Artigo —
Outra questão grave entre os profissionais de imprensa, e que
também remete ao complexo de Deus, levantada por Noblat, é de
cunho ético. Até onde o jornalista pode ir em busca de informação?
A Justiça não aceita como válida a prova de um crime conseguida
de forma ilícita – gravações feitas sem autorização judicial, por
exemplo –, mas os jornais estão cheios de reportagens realizadas
a partir desse tipo de material. Tentar discutir esse tema é procurar
briga certa com boa parte da imprensa. Noblat compra. Aliás, ele é famoso, entre outras coisas, por encarar polêmicas. É claro que, ao
longo dos seus 52 anos de vida e 35 de jornalismo, ele também já
foi acometido pelo temerário complexo, mas acredita ter mudado.

Objetivo 1 —
Responda com base no artigo:
(a) Quem levantou a questão ética entre os profissionais de imprensa?
(b) Que exemplo de prova obtida de forma ilícita o artigo menciona?
(c) Há quantos anos Noblat atua no jornalismo?
Objetivo 2 — Converta todos os registros abaixo numa lista numerada, omitindo as linhas em branco. Deixe as imagens fora da resposta.

Dados fornecidos —
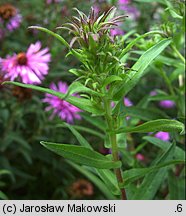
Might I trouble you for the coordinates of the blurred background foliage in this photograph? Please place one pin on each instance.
(29, 171)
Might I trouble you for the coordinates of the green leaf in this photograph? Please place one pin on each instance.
(133, 174)
(110, 180)
(81, 103)
(97, 122)
(155, 125)
(176, 186)
(83, 142)
(111, 79)
(133, 42)
(179, 153)
(5, 172)
(143, 114)
(138, 69)
(77, 87)
(3, 196)
(149, 1)
(61, 39)
(153, 180)
(82, 155)
(92, 177)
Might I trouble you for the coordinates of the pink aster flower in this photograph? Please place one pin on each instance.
(162, 136)
(153, 93)
(167, 104)
(123, 2)
(127, 102)
(52, 1)
(10, 17)
(140, 157)
(30, 67)
(62, 108)
(116, 31)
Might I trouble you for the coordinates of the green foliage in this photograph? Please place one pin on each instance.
(103, 69)
(155, 125)
(82, 155)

Resposta 1 —
(a) Noblat.
(b) Gravações feitas sem autorização judicial.
(c) Há 35 anos.

Resposta 2 —
1. Might I trouble you for the coordinates of the blurred background foliage in this photograph? Please place one pin on each instance.
2. (29, 171)
3. Might I trouble you for the coordinates of the green leaf in this photograph? Please place one pin on each instance.
4. (133, 174)
5. (110, 180)
6. (81, 103)
7. (97, 122)
8. (155, 125)
9. (176, 186)
10. (83, 142)
11. (111, 79)
12. (133, 42)
13. (179, 153)
14. (5, 172)
15. (143, 114)
16. (138, 69)
17. (77, 87)
18. (3, 196)
19. (149, 1)
20. (61, 39)
21. (153, 180)
22. (82, 155)
23. (92, 177)
24. Might I trouble you for the coordinates of the pink aster flower in this photograph? Please place one pin on each instance.
25. (162, 136)
26. (153, 93)
27. (167, 104)
28. (123, 2)
29. (127, 102)
30. (52, 1)
31. (10, 17)
32. (140, 157)
33. (30, 67)
34. (62, 108)
35. (116, 31)
36. Might I trouble you for the coordinates of the green foliage in this photograph? Please place one pin on each instance.
37. (103, 69)
38. (155, 125)
39. (82, 155)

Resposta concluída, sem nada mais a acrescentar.